Records shown >>
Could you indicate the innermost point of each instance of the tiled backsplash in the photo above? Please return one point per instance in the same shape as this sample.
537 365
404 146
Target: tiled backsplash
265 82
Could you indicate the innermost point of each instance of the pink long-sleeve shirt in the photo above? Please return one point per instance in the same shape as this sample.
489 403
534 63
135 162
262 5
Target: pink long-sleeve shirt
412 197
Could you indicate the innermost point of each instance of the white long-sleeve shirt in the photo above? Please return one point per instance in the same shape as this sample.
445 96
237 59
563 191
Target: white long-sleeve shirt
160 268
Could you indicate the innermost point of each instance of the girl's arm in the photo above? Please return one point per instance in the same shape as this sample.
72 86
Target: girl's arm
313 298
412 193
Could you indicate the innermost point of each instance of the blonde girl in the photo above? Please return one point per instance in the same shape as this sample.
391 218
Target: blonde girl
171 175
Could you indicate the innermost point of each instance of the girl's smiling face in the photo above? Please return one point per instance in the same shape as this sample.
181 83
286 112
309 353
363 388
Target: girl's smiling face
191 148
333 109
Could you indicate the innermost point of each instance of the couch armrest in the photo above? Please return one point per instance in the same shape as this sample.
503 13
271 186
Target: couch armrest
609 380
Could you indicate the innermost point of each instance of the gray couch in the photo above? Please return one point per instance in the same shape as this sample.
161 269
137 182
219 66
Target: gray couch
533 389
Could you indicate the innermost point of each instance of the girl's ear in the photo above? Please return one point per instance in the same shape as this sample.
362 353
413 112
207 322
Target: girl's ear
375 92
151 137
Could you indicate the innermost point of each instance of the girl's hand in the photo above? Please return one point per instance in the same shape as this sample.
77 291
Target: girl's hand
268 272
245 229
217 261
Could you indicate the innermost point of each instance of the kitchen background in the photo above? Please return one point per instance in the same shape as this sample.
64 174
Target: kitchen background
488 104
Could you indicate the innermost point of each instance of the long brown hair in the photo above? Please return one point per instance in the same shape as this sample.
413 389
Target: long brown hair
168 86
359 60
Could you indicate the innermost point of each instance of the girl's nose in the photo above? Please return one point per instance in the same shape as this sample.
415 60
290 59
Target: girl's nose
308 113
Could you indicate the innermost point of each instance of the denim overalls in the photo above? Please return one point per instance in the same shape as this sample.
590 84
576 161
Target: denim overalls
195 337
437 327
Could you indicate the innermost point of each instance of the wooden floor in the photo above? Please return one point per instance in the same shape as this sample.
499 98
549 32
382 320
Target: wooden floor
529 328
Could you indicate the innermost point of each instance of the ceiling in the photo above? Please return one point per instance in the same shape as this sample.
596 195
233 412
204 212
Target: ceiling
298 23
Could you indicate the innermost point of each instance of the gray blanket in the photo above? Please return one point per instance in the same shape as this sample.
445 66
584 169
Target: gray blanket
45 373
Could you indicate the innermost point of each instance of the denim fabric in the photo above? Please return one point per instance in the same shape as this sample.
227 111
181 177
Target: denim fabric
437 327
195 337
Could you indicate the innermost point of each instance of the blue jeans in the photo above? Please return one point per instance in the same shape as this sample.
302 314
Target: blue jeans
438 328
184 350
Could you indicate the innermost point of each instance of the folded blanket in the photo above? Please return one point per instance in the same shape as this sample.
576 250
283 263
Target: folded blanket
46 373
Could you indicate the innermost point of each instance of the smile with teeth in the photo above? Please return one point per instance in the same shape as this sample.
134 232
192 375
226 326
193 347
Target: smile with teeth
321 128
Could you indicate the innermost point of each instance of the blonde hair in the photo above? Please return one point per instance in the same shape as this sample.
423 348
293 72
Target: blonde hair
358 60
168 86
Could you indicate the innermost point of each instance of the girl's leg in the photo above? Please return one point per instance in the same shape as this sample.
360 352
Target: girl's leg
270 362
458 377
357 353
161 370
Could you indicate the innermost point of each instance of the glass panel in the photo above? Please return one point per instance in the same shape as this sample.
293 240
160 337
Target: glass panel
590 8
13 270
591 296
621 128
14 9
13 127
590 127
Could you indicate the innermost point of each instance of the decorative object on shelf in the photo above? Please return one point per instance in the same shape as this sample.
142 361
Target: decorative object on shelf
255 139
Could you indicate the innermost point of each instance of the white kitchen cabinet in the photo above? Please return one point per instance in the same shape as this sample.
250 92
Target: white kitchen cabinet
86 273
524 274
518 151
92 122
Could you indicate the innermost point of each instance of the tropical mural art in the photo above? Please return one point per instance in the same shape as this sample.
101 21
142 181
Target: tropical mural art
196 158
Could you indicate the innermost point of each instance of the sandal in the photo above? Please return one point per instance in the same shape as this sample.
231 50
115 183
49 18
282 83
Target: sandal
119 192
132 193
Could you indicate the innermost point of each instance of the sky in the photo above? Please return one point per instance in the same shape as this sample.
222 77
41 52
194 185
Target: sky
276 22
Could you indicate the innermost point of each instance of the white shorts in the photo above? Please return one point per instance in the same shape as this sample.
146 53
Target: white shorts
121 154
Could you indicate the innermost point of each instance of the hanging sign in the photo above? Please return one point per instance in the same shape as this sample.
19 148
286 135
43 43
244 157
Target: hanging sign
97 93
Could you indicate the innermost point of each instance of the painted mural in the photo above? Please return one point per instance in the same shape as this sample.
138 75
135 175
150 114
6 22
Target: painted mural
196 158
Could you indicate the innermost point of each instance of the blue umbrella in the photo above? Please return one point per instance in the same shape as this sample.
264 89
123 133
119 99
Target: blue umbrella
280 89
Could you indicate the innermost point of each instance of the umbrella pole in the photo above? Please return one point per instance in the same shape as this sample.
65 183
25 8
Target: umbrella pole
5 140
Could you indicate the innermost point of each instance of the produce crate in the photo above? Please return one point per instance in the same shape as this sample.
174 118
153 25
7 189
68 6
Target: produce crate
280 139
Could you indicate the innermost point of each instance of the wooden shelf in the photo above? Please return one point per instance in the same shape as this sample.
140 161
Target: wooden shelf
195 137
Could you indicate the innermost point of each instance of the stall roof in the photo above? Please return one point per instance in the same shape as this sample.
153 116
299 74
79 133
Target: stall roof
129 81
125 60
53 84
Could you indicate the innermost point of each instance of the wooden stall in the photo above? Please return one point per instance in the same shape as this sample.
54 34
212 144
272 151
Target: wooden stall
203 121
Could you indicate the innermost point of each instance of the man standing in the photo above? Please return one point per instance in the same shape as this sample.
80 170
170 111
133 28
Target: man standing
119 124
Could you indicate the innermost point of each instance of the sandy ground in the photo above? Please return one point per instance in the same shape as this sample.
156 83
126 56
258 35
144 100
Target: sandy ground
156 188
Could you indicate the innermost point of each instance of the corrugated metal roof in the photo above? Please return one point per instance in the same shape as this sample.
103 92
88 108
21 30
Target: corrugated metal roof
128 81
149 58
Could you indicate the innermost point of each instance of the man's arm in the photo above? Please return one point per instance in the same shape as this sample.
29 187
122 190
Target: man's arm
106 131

Your goal >>
Give the listing again in full, and make every line match exactly.

Worked solution >>
Could you indicate the innermost point of each instance of the tiled backsplash in the photo above? Please return one point per instance in the same shape as this sample.
537 365
404 146
Target: tiled backsplash
265 82
Could you indicate the innermost point of each instance of the pink long-sleeve shirt in the photo above? Please return one point per instance in the same shape as this sample.
489 403
534 63
135 162
262 5
Target: pink long-sleeve shirt
412 197
Could you indicate the innermost point of each instance of the white long-sleeve shirt in the photo above? Please return one point per instance in the same shape as this sample.
445 96
237 59
563 191
Target: white long-sleeve shirt
160 268
Could you indicate the innermost point of each instance of the girl's arm in the photo above? Please return one point per instance in the same shape as this sample.
72 86
Target: girl's arm
313 298
412 193
Could you indicate the innermost point of each instance of the blonde girl in the photo above? Please return one point per instance in the same shape as this sample.
391 218
Target: blonde girl
171 175
Could you indicate the innermost point of each instance of the girl's smiling face in the photo above? Please return one point per instance in the same shape as this sample.
181 83
286 112
309 353
363 388
Target: girl's smiling face
191 148
333 109
Could you indicate the innermost point of each instance of the couch armrest in the photo above? Please return one point per instance in the same shape as this sample.
503 13
271 186
Target: couch armrest
609 380
Could you indicate the innermost point of each instance of the gray couch in the photo above? Please return one point per instance in the same shape as this sample.
161 269
137 182
219 66
Target: gray couch
533 389
Could you indicate the innermost point of each instance of the girl's ear in the photo above? Please return one point per instance in the same shape as this sample.
362 353
413 112
207 322
Target: girl's ear
375 92
151 137
Could you indicate the innermost point of each instance of the girl's hand in the photo above? Please return one point per instance in the same shape as this sample.
77 291
Target: girl's hand
268 272
245 229
217 261
Could you indicate the innermost point of each instance of the kitchen background in the photo above? Please return one point per instance in the same shape as this sample.
64 174
Target: kitchen background
488 104
Could you indicate the innermost point of each instance of the long brown hair in the photo above? Please return one point per instance in the same shape as this sample.
413 389
Target: long brown hair
168 86
359 60
Could you indicate the innermost point of each instance of the girl's nose in the photo above? Please return one point per instance in the same shape as this sample.
415 60
290 59
Target: girl's nose
308 113
Could you indicate the innermost point of each instance of the denim overalls in the photo above? Please return one point per instance in the same shape as this sample.
590 84
576 161
Target: denim overalls
195 337
437 327
Could you indicate the innermost point of each instance of the wooden floor in the photo above? Please return one point per instance in the same shape as this sample.
499 98
549 32
382 320
Target: wooden floor
529 328
Could you indicate the innermost point of each instance of the ceiling in the photo above? Please return one point per instance in the same shape as this sample.
596 195
233 412
204 212
Target: ceiling
298 23
Could you indicate the innermost point of each instance of the gray blanket in the photo above? Please return one point per instance in the same shape as this sample.
445 66
584 169
Target: gray blanket
45 373
Could you indicate the innermost point of each instance of the denim fabric in the photo above? Please return one point per instance in the same shape as this sample.
227 111
181 177
Target: denim fabric
437 327
195 337
Could you indicate the innermost point of each instance of the blue jeans in the photo above? Please return one point per instance in the same shape as this sample.
302 314
Target: blue jeans
438 328
184 350
Could you indicate the innermost point of each instance of the folded blanket in the photo above? Please return one point per instance in the same shape as this sample.
576 250
283 263
Target: folded blanket
46 373
Could you indicate the innermost point of each instance of the smile with teeth in the photo above? Please return one point per instance in the same shape as this sample.
134 232
192 375
226 326
193 347
Target: smile with teeth
321 128
Could you indicate the innermost point of each instance of the blonde hair in the photo above? Please return one point per instance in the same shape as this sample.
423 348
293 72
Target: blonde hair
358 60
168 86
Could you indicate the innermost point of each instance of the girl's leg in the photo above? Please return one point per instance in the same shape as this sample.
360 352
Target: girl's leg
270 362
458 377
357 353
161 370
Could you indicate the innermost point of each instance of the glass panel in the photo above? Please return one point per instance in the same shape as this sample.
293 240
160 337
Target: glass panel
590 8
13 270
591 296
621 128
14 9
13 127
590 127
Could you indicate the innermost point of each instance of the decorative object on shelf in the photo above? Please return one point per instance in the same shape as this sample.
142 361
Target: decorative object on shelf
255 139
Could you indicate the innermost point of each instance of the white kitchen cabinet in the photo above? Please return one point per instance in the same shape as this sample.
250 92
Target: white kitchen cabinet
86 273
524 274
518 151
92 122
Could you indicate the innermost point of each instance of the tropical mural art in the photo above? Please return one point per instance in the same shape as this sample.
101 21
142 181
Target: tropical mural art
196 158
Could you indicate the innermost point of each instance of the sandal in the photo above? Please return one point per instance in the same shape as this sample.
231 50
115 183
49 18
282 83
Target: sandal
119 192
132 193
Could you indicate the innermost point of each instance of the sky in the photo above? Please return one point per instance in the same shape as this sample.
222 77
41 52
194 185
Target: sky
276 22
Could you indicate the innermost point of each instance of the white shorts in the photo above? Please return one point per instance in the same shape as this sample.
146 53
Target: white shorts
121 154
Could you indicate the innermost point of each instance of the hanging sign in the photo above? Please return one point per instance in the same shape as this sample.
19 148
286 135
43 43
244 157
Target: hanging sign
97 93
Could you indicate the innermost point of each instance of the painted mural in the photo above? Please return one point per instance in the same shape as this sample.
138 75
135 175
150 114
6 22
Target: painted mural
196 158
Could you indicate the innermost point of each instance of the blue umbrella in the photo above? Please return one point per instance in the same shape as this sample.
264 89
123 133
119 99
Target: blue umbrella
280 89
Could you indicate the innermost point of each instance of the umbrella pole in the photo above? Please return one point per instance in the same shape as this sample.
65 183
25 8
Target: umbrella pole
5 140
Could you indicate the innermost point of each instance of the produce crate in the photo above? Please return one point per instance in the same shape as this sample.
174 118
153 25
7 189
68 6
Target: produce crate
280 139
Could you indicate the innermost point of each instance of the wooden shelf in the photo above? Please return one point per instance in the same shape as this sample.
140 161
Target: wooden shelf
195 137
Could you indicate the innermost point of each instance of the stall roof in the photo above? Please return one point per instance in the same shape as this sample.
153 116
299 74
79 133
Target: stall roof
129 81
125 60
53 84
Could you indicate the innermost point of each instance of the wooden stall in the photo above? Please return one point per instance in the same shape as this sample.
54 34
212 144
272 151
Target: wooden stall
203 121
Could you indicate the innermost point of each instance of the man standing in the photo above? Please return one point per instance in the same shape as this sample.
80 170
170 111
133 28
Target: man standing
119 124
Could you indicate the innermost point of each instance of the sandy ground in the photo above? Please return one point per instance in the same shape as this sample.
156 83
126 56
258 35
144 100
Target: sandy ground
156 188
Could you indicate the innermost point of each instance of the corrugated metal roof in the photo above? Please return one point per instance in the same shape as this sample.
103 92
88 108
21 30
Target: corrugated metal roof
128 81
149 58
Could you indicate the innermost point of each instance of the man's arm in the photo above? Please return one point per instance in the same shape as this sample.
29 187
122 190
Target: man's arm
106 131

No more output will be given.